### WORK TO COMPLETE
Take the entries below and retype them exactly.

### AVAILABLE RECORDS
________________________________________

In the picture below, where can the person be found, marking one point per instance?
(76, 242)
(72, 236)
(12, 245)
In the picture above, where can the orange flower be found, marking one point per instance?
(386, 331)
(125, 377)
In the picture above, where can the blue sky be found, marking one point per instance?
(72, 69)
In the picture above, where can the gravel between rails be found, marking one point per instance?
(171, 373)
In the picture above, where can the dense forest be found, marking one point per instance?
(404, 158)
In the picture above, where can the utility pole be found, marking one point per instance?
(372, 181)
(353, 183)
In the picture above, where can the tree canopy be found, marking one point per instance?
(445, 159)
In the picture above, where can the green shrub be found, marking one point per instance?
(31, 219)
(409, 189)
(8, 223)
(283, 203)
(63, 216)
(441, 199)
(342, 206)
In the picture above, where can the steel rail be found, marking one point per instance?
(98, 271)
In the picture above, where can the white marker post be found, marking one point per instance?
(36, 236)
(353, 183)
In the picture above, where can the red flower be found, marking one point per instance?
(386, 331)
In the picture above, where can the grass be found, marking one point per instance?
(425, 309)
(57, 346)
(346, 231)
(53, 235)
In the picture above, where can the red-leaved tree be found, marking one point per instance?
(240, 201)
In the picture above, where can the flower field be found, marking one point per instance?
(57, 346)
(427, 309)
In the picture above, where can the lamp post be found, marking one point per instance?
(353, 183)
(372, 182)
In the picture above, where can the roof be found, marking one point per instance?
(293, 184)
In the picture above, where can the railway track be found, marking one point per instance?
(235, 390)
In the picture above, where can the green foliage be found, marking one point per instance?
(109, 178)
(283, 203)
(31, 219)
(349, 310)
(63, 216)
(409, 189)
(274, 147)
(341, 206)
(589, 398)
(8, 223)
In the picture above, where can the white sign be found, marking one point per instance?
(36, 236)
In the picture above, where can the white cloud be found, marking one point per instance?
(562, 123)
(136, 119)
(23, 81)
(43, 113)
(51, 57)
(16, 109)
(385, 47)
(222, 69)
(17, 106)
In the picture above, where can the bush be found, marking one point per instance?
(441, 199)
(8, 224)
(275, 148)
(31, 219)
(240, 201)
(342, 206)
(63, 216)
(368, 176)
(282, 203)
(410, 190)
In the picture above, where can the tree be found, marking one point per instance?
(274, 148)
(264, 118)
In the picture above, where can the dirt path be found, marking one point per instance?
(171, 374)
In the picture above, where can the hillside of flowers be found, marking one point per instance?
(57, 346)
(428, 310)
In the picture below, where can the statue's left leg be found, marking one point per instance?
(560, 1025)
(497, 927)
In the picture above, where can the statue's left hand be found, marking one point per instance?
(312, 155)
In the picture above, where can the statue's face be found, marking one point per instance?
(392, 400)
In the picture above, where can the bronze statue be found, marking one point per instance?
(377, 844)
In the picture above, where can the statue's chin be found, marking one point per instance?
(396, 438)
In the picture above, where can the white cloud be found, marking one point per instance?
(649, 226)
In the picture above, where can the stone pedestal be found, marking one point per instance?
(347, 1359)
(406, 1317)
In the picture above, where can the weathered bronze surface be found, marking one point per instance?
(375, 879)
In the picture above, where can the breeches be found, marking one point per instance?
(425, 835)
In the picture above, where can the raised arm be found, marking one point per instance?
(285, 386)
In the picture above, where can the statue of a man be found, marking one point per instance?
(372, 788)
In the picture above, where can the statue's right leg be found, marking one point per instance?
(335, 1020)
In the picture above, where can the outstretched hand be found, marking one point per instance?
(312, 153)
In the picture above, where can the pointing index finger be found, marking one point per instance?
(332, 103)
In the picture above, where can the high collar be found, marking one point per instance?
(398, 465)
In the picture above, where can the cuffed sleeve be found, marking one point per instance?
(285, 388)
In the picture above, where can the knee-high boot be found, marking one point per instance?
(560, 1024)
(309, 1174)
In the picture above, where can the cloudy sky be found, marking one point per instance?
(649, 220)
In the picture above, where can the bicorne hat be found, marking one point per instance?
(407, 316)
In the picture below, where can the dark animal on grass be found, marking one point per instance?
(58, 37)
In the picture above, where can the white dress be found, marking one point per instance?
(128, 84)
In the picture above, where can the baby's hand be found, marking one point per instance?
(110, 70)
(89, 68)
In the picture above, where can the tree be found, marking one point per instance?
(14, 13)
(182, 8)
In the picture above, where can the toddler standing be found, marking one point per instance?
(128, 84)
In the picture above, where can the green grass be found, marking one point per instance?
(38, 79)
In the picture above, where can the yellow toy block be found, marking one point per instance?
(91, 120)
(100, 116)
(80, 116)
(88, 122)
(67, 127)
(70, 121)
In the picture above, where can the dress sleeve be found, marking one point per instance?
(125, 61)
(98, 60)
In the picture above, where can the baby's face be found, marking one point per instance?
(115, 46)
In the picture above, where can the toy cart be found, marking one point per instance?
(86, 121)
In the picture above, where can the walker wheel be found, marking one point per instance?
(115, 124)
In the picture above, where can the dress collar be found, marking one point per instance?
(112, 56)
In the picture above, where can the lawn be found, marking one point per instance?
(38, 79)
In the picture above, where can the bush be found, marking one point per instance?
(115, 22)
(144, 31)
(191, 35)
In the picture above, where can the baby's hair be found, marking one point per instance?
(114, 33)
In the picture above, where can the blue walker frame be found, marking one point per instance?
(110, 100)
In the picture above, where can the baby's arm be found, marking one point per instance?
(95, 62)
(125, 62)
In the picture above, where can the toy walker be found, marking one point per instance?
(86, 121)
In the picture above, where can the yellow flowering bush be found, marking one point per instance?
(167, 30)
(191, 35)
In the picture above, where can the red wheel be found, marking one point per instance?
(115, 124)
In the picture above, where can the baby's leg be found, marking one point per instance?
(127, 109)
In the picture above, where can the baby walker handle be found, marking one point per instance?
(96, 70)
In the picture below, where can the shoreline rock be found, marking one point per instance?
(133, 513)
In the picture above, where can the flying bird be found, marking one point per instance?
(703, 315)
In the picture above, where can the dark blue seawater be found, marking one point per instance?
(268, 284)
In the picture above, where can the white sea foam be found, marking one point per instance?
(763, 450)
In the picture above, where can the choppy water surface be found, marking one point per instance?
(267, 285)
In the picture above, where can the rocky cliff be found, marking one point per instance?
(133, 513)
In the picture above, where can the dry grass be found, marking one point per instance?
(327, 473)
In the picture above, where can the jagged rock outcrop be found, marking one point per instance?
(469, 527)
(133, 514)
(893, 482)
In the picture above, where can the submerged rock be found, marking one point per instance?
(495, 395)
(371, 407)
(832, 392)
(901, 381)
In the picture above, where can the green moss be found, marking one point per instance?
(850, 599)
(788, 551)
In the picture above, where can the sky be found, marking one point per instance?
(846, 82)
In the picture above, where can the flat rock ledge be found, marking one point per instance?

________________________________________

### TASK RESULT
In the picture below, where can the person be found, marking one point per instance?
(76, 242)
(72, 236)
(12, 245)
In the picture above, where can the orange flower be found, marking one point per instance?
(386, 331)
(125, 377)
In the picture above, where can the blue sky be found, marking one point per instance?
(72, 69)
In the picture above, where can the gravel between rails be found, marking one point per instance?
(171, 373)
In the picture above, where can the dense forest be found, marking one point per instance?
(404, 158)
In the picture above, where can the utility pole be found, marking one point per instance?
(372, 181)
(353, 183)
In the picture above, where can the tree canopy be found, marking one point per instance?
(445, 159)
In the picture above, where can the green shrub be found, marking one point per instance?
(31, 219)
(409, 189)
(8, 223)
(283, 203)
(63, 216)
(441, 199)
(342, 206)
In the picture above, where can the steel rail be found, marking one point per instance?
(98, 271)
In the picture above, where can the white marker post be found, marking one point per instance?
(36, 236)
(353, 183)
In the picture above, where can the red flower be found, marking one point per instance?
(386, 331)
In the picture above, where can the grass be found, marking one point per instance?
(425, 309)
(57, 346)
(346, 231)
(53, 235)
In the picture above, where can the red-leaved tree be found, marking one point per instance?
(240, 201)
In the picture above, where can the flower field be found, marking one point per instance?
(57, 346)
(427, 309)
In the picture above, where can the lamp post be found, marking one point per instance?
(353, 183)
(372, 182)
In the picture above, where can the roof be found, marking one point per instance?
(293, 184)
In the picture above, where can the railway track be found, marking one point per instance?
(235, 390)
In the picture above, where can the green foliage be found, marking one point per instance?
(109, 178)
(283, 203)
(31, 219)
(349, 310)
(63, 216)
(409, 189)
(274, 147)
(341, 206)
(589, 398)
(8, 223)
In the picture above, where can the white sign be found, marking one point per instance?
(36, 236)
In the picture above, where can the white cloud be found, marking one point per instance?
(562, 123)
(136, 119)
(23, 81)
(43, 113)
(51, 57)
(16, 109)
(385, 47)
(222, 69)
(17, 106)
In the picture above, where can the bush be found, marking one point per instance?
(441, 199)
(8, 224)
(275, 148)
(31, 219)
(240, 201)
(342, 206)
(63, 216)
(368, 176)
(282, 203)
(410, 190)
In the picture above, where can the tree be found, marking one point per instance?
(274, 148)
(264, 118)
In the picture above, where can the dirt path be found, marking one point per instance?
(171, 374)
In the picture above, where can the hillside of flowers be found, marking one point per instance?
(57, 346)
(428, 310)
In the picture below, where can the statue's left leg be found, marking one point per instance?
(560, 1025)
(497, 927)
In the picture above, where can the statue's left hand be found, marking one point per instance?
(312, 155)
In the picture above, where can the statue's face be found, marking one point per instance?
(392, 400)
In the picture above, where can the bronze statue be found, marking one point per instance?
(377, 844)
In the picture above, where can the statue's chin be found, marking one point per instance?
(396, 438)
In the picture above, where can the white cloud be found, marking one point per instance?
(649, 226)
In the picture above, where can the stone pedestal be found, marking one point per instance?
(347, 1359)
(406, 1317)
In the picture above, where can the weathered bronze surface be found, marking one point per instance?
(375, 879)
In the picture above, where can the breeches be found, marking one point per instance?
(425, 835)
In the picture above, where can the raised arm be found, marking one point per instance?
(285, 386)
In the picture above, where can the statue of a man be found, marking one point per instance?
(372, 788)
In the picture above, where can the statue's right leg be found, marking one point per instance?
(335, 1020)
In the picture above, where can the outstretched hand be found, marking one point per instance?
(312, 153)
In the picture above, where can the pointing index finger be found, marking one point per instance?
(332, 103)
In the picture above, where can the high collar be found, marking one point per instance?
(398, 465)
In the picture above, where can the cuffed sleeve be found, marking one point per instance?
(285, 388)
In the picture above, where can the knee-high boot be found, marking one point per instance?
(560, 1024)
(309, 1174)
In the picture above, where can the cloudy sky be found, marking one point per instance?
(649, 220)
In the picture above, where can the bicorne hat be found, marking one point per instance?
(407, 316)
In the picture below, where can the dark animal on grass be found, marking one point per instance?
(58, 37)
In the picture above, where can the white dress be found, marking one point per instance?
(128, 84)
In the picture above, where can the baby's hand be found, marking one point per instance?
(110, 70)
(89, 68)
In the picture above, where can the tree be found, marking one point per instance?
(14, 13)
(182, 8)
In the picture above, where can the toddler standing be found, marking one point per instance?
(128, 84)
In the picture above, where can the green grass be found, marking one point per instance?
(38, 79)
In the picture above, where can the yellow toy block be found, marking one point per instance?
(91, 120)
(100, 116)
(80, 116)
(88, 122)
(67, 127)
(70, 121)
In the picture above, where can the dress sleeve be found, marking one point per instance?
(125, 61)
(98, 60)
In the picture above, where can the baby's face be found, marking one point per instance?
(115, 46)
In the picture above, where can the toy cart be found, marking one point per instance?
(86, 121)
In the picture above, where can the walker wheel be found, marking one point per instance?
(115, 124)
In the picture above, where can the dress collar be found, marking one point per instance?
(112, 56)
In the picture above, where can the lawn be found, marking one point per instance?
(38, 79)
In the picture above, where can the bush be found, marking one point per instance?
(115, 22)
(144, 31)
(191, 35)
In the picture above, where can the baby's hair be found, marking one point per instance?
(114, 33)
In the picture above, where can the blue walker frame be found, marking one point per instance?
(110, 100)
In the picture above, where can the baby's arm be found, marking one point per instance?
(95, 62)
(125, 62)
In the picture above, where can the toy walker be found, marking one point per instance?
(86, 121)
In the picture above, where can the yellow flowering bush be found, marking one point per instance?
(167, 30)
(191, 35)
In the picture above, where can the red wheel be found, marking one point per instance?
(115, 124)
In the picture above, where can the baby's leg be found, marking one point per instance?
(127, 109)
In the picture above, where can the baby walker handle be found, marking one point per instance?
(96, 70)
In the picture below, where can the shoreline rock be found, marking one point per instance?
(133, 513)
In the picture above, where can the flying bird be found, marking one point per instance?
(703, 315)
In the picture above, where can the dark blue seawater be found, marking one point per instance?
(268, 284)
In the picture above, where can the white sea foam be found, marking one point per instance?
(763, 450)
In the picture above, where can the choppy water surface be found, marking one point per instance?
(267, 285)
In the picture above, where can the rocky cliff be found, marking one point per instance?
(133, 513)
In the picture above, where can the dry grass be found, marking one point per instance?
(327, 473)
In the picture above, where can the jagged rock outcrop be found, marking one point per instance?
(469, 527)
(133, 514)
(893, 482)
In the picture above, where can the submerged rock be found, marking one point per instance?
(495, 395)
(371, 407)
(832, 392)
(901, 381)
In the picture above, where can the green moss be found, marking one point per instance?
(850, 599)
(788, 551)
In the picture above, where can the sky be found, marking one point per instance?
(846, 82)
In the picture above, where can the flat rock ledge be found, marking one point per instance?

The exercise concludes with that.